:: Annotation dataset entries ::
----

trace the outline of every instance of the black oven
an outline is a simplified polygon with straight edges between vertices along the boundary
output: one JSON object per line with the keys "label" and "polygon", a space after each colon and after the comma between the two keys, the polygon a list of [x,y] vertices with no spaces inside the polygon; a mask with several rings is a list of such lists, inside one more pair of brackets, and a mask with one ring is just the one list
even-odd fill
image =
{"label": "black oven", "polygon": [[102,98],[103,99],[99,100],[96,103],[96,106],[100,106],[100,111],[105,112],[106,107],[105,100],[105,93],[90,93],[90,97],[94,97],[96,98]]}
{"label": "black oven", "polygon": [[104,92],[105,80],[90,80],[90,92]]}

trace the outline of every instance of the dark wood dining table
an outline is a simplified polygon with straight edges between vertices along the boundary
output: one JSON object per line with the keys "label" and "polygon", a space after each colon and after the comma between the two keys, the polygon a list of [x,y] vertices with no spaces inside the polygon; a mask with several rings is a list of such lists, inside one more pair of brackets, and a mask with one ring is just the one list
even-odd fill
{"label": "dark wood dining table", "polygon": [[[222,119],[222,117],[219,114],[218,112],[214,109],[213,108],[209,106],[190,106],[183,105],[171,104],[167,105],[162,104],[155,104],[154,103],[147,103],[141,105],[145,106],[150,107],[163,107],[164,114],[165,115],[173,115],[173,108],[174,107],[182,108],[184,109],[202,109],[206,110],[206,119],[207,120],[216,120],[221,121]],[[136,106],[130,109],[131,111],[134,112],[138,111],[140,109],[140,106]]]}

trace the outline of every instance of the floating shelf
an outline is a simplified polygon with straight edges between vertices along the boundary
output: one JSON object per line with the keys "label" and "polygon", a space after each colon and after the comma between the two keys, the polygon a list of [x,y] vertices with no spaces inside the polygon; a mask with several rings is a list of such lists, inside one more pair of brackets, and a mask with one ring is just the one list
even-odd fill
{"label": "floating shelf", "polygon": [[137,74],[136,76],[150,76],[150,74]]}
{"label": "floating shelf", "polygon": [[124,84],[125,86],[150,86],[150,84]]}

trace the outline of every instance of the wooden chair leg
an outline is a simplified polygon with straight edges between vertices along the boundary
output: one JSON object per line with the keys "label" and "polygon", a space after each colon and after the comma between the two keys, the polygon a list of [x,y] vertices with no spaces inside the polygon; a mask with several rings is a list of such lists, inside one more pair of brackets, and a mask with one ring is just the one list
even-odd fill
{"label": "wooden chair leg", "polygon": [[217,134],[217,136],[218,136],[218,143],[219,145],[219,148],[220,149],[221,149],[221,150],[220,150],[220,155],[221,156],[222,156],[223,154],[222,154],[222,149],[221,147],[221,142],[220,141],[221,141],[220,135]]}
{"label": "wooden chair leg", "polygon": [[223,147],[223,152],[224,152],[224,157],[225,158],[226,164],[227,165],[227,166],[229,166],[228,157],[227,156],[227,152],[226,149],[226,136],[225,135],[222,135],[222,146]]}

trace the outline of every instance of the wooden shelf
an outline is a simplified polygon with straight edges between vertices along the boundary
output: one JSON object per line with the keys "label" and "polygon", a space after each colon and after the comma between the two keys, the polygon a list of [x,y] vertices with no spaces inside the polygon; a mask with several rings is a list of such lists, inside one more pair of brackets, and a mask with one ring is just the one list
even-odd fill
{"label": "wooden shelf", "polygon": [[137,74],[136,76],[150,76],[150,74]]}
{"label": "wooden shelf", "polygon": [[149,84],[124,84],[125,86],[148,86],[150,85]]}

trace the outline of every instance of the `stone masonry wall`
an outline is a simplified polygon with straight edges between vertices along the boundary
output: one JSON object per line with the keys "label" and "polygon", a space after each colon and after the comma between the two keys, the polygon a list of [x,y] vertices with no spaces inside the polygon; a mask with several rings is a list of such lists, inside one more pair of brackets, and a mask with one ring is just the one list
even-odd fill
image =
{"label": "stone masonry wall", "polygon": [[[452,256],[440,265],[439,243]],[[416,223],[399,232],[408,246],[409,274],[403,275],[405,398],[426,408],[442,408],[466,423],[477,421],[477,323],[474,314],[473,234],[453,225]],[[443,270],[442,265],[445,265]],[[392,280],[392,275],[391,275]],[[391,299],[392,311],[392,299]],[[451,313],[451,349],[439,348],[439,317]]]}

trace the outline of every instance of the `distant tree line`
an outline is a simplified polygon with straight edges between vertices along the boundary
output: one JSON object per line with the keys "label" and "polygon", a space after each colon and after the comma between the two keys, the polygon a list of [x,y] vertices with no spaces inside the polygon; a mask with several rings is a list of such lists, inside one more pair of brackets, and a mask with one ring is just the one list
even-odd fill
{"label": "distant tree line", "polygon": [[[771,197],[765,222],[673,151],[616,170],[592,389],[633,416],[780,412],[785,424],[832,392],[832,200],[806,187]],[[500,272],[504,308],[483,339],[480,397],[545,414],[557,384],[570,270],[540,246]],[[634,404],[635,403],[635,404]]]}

----

:: Problem ::
Pick out each line in the rows above that contains the string "tree", and copy those lines. Treat uppercase and lowercase as different.

:: Full response ::
trace the outline of every instance of the `distant tree line`
{"label": "distant tree line", "polygon": [[[771,197],[765,222],[673,151],[616,170],[592,389],[633,416],[780,412],[785,424],[832,392],[832,200],[806,187]],[[500,272],[504,308],[483,339],[480,397],[545,414],[557,384],[570,270],[540,246]],[[634,404],[635,403],[635,404]]]}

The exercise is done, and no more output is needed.